## Your instructions
With the pictures removed, write out the full listing below exactly.

## Data supplied
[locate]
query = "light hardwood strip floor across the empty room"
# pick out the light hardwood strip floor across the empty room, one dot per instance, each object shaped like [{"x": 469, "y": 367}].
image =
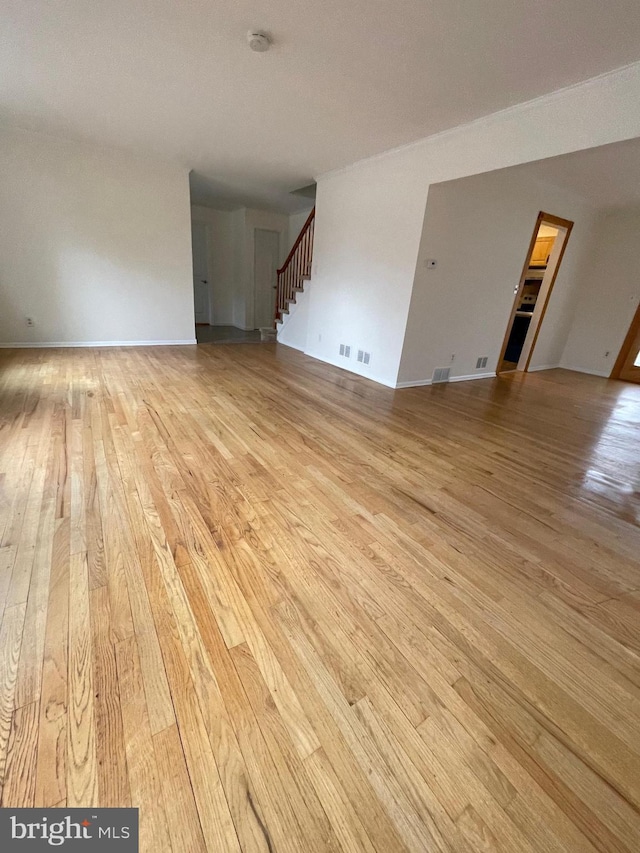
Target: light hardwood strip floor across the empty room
[{"x": 281, "y": 608}]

## Solution to this exercise
[locate]
query = "light hardwood strip floor across the empty room"
# pick out the light hardwood strip floor across the empty room, one dot per instance, each object shaped like [{"x": 469, "y": 367}].
image =
Target: light hardwood strip floor across the empty room
[{"x": 281, "y": 608}]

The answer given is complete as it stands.